Herexamen 2017 PW 23
Bij urine-incontinentie veroorzaakt door een overactieve blaas kan farmacotherapie ingezet worden om de klachten te verminderen. Welk geneesmiddel heeft hierbij de voorkeur?
-
a. alfuzosine
-
b. mirabegron
-
c. tolterodine
-
d. tamsulosine
Toelichting
Het juiste antwoord is: c. tolterodine
Bij een overactieve blaas is sprake van ongewenste contracties van de blaasspier. De blaasspier bestaat uit glad spierweefsel en wordt onder meer geïnnerveerd door het sympathische en het parasympathische zenuwstelsel.
De parasympathische zenuw grijpt aan op M3-receptoren die bij activatie zorgen voor contractie van de blaasspier. Het sympathische zenuwstelsel grijpt aan op de b3-receptoren op de blaasspier en op de a1-receptoren op de interne sfincter (alleen aanwezig bij de man) en de urinebuis. Bij activatie van deze receptoren zorgt stimulatie van de b3-receptor voor dilatatie van de blaas en de stimulatie van de a1-receptor voor contractie van de interne sfincter en urinebuis.

* * * * * * * * *

Schrijf de toelichting over farmacotherapie bij een overactieve blaas verder, te beginnen na de laatste zin van de tekst.

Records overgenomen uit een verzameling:
* * * * * * * * *

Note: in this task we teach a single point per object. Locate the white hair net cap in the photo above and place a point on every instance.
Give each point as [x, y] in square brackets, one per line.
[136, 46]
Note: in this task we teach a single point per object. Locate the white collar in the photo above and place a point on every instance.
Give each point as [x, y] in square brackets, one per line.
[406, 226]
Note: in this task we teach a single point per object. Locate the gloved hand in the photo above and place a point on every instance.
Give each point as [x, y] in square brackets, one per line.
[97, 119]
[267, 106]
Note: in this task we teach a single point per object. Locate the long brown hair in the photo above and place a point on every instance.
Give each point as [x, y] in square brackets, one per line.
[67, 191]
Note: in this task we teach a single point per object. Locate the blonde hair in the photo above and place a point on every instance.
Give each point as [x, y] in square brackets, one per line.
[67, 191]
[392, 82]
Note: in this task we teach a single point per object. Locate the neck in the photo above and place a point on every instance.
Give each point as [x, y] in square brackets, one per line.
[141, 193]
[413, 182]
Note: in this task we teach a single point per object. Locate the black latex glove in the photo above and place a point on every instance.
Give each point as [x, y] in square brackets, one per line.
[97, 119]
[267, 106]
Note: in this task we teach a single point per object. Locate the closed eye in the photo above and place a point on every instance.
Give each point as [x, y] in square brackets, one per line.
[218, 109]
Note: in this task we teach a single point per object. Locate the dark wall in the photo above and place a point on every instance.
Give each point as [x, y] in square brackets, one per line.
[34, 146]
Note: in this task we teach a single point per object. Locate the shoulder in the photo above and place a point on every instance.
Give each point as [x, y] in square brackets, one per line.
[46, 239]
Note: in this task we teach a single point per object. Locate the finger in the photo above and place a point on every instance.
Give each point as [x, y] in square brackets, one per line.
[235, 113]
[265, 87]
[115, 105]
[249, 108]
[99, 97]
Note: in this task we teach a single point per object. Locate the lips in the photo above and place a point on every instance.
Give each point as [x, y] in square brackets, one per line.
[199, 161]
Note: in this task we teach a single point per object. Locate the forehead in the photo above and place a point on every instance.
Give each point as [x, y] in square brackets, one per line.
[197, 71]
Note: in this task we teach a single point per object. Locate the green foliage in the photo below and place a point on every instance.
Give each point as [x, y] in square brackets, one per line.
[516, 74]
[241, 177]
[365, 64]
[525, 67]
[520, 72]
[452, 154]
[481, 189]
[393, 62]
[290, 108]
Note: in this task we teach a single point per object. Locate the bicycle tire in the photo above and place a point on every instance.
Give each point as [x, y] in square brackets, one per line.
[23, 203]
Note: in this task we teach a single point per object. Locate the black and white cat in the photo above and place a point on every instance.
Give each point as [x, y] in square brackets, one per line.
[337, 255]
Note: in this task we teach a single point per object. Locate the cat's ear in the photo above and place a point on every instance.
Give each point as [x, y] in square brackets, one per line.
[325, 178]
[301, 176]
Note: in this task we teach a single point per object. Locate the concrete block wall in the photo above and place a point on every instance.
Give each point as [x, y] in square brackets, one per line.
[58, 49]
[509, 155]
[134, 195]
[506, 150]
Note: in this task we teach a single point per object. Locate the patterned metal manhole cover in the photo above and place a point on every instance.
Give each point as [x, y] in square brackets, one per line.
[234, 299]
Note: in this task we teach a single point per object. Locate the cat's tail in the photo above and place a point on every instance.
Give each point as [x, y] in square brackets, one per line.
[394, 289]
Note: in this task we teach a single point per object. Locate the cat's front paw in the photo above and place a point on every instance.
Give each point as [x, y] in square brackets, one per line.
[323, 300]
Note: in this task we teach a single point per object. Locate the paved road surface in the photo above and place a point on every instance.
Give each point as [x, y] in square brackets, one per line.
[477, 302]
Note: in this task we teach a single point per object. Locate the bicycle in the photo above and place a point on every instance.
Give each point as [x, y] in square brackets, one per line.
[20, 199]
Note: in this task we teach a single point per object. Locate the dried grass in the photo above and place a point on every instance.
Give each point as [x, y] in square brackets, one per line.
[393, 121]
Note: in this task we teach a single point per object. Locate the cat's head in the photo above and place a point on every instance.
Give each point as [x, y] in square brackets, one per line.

* * * * * * * * *

* _JOUW ANTWOORD_
Om de overactiviteit van de blaas te remmen heeft tolterodine de voorkeur. Dit is een M3-antagonist, en blokkeert de stimulatie van de receptor door het parasympathische zenuwstelsel. Mirabegron, een b3-agonist, is ook geïndiceerd voor deze vorm van urine-incontinentie en is therapeutisch gelijkwaardig aan de anticholinergica, maar door gebrek aan ervaring in de eerste lijn heeft het niet de voorkeur.
Alfuzosine en tamsulosine hebben geen plaats in de behandeling van deze vorm van incontinentie. Alfuzosine en tamsulosine blokkeren beide de postsynaptische a1-receptor en zorgen voor een betere urinestroom bij mictieklachten bij de man veroorzaakt door benigne prostaathyperplasie.